Fragmento del documento:
>>>

Ahora está de moda definir el amor romántico como una forma de maltrato. La gente piensa, por ejemplo, en la pobre mujer que soporta con abnegación al marido borracho y violento —eso no es amor, sino un comportamiento patológico.
No corren buenos tiempos para nada grande. Las masas no van a tomar el Palacio de Invierno y Miguel Ángel no va a pintar la Capilla Sixtina. En medio del pozo de mediocridad en el que vivimos el amor romántico tenía que sufrir su particular crisis. El sociólogo Zygmunt Bauman comparaba agudamente las relaciones de la actualidad con los contratos de trabajo basura: también tienen una fecha de caducidad, su obsolescencia programada, por así decirlo. Así, en pleno auge del “amor líquido”, los vínculos humanos se han vuelto cada vez más frágiles. La izquierda, incompresiblemente, compra este discurso en nombre de la libertad sin darse cuenta de que sólo consiste en la transposición del más horrible neoliberalismo al ámbito de nuestras más íntimas emociones.
Los conceptos crean la realidad. Ahora está de moda definir el amor romántico como una forma de maltrato. La gente piensa, por ejemplo, en la pobre mujer que soporta con abnegación al marido borracho y violento —pero eso no es amor sino un comportamiento patológico. Cuando el otro no nos trata en pie de igualdad rompe el contrato tácito en el que se basa nuestra relación.
A nuestro amor no le correspondería el nombre de tal si no estuviéramos dispuestos a aparcar nuestro bienestar por el bien de la otra persona. A un maltratador no hay que aguantarlo…
¿Se deduce de ahí que el sufrimiento y el amor son, por naturaleza, incompatibles? Vayamos despacio. Hay gente, lo vemos todos los días, que no se merece nuestro sacrificio. Pero otra sí. A nuestro amor no le correspondería el nombre de tal si no estuviéramos dispuestos a aparcar nuestro bienestar por el bien de la otra persona. A un maltratador no hay que aguantarlo, pero pueden darse muchas otras circunstancias en las que debamos aceptar una situación en la que todo no es de color de rosa. Piensen, por ejemplo, en la película El hijo de la novia. Héctor Alterio, un hombre mayor, cuida devotamente a Norma Aleandro, su pareja. ¿Qué razón puede tener para actuar así? En un mundo como el nuestro, en el que todo se mide por la comodidad, su comportamiento resulta poco menos que incomprensible.

<<<

Enunciado: Sigue escribiendo el texto sobre el amor romántico a partir de su última frase. Los registros son un material aparte del texto.

[Registros de datos]
>>>

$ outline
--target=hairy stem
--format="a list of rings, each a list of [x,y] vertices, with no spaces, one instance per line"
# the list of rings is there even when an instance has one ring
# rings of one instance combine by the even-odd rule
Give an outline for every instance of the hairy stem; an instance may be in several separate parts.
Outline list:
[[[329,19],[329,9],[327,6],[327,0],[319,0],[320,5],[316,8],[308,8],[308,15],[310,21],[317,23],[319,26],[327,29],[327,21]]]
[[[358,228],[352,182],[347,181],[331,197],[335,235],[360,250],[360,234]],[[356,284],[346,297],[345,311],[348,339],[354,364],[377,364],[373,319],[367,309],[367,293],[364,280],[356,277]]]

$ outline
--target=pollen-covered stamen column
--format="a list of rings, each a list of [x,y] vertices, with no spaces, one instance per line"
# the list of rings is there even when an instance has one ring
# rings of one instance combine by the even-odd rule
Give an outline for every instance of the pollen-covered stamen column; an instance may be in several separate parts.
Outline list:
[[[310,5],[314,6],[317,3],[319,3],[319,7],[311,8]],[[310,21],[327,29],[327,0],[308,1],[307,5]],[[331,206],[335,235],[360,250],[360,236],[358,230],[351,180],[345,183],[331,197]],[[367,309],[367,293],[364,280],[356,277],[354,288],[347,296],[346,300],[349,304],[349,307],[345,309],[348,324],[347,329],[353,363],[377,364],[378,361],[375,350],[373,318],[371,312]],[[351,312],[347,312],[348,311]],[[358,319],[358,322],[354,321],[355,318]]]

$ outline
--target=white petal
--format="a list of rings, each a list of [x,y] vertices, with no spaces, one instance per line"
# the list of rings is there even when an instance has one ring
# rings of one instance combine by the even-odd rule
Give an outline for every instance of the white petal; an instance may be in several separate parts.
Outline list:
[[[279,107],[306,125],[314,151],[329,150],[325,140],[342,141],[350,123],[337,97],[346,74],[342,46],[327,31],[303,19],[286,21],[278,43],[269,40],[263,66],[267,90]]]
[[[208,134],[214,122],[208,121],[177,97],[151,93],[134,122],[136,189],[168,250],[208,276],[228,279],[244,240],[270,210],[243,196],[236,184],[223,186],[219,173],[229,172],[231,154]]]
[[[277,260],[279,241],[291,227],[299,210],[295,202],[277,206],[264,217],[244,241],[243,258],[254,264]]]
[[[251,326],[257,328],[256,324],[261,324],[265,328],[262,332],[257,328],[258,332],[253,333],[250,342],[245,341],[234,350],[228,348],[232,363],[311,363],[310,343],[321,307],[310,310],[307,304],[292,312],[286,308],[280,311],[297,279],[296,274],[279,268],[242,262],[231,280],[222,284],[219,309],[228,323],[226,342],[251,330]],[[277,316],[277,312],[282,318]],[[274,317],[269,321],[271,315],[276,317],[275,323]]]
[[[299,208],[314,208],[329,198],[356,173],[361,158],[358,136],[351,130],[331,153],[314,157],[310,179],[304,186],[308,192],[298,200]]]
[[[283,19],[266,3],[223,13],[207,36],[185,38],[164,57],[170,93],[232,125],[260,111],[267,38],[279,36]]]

<<<

Resultado final:
Tendemos a pensar que el amor romántico es una especie de locura. Cuando nos ata, estamos perdidos. No hay nada qué hacer. Ni resistencia posible. Pero sucede que, las más de las veces, eso no es verdadero amor sino un vulgar apetito. Un caso arquetípico sería el del novio de Meg Ryan en French Kiss: la deja porque ha encontrado a otra mucho más escultural, aunque no tan simpática y, desde luego, menos inteligente. Si aceptamos que amar es un impulso irrefrenable, el chico tiene razón y su infidelidad está justificada. Su autorrealización le exige dejar el apego a las cosas viejas, propio de los arqueólogos, por lo nuevo y excitante.
El verdadero romanticismo es otra cosa. Consiste, para empezar, en la lealtad a la palabra dada. Si podemos romper el compromiso por cualquier capricho, ese vínculo carece de valor. Una relación, además, se fundamenta en una memoria compartida, es decir, en todo lo que dos personas han vivido juntas. No me parece que sea sensato mutilar esa parte de nosotros mismos a las bravas, solamente por la atracción pasajera que sintamos en cualquier instante. La gente no se para a distinguir entre la emoción, esos fuegos artificiales que desaparecen tras un momento fugaz, del sentimiento, algo quizá menos estridente, pero de largo recorrido.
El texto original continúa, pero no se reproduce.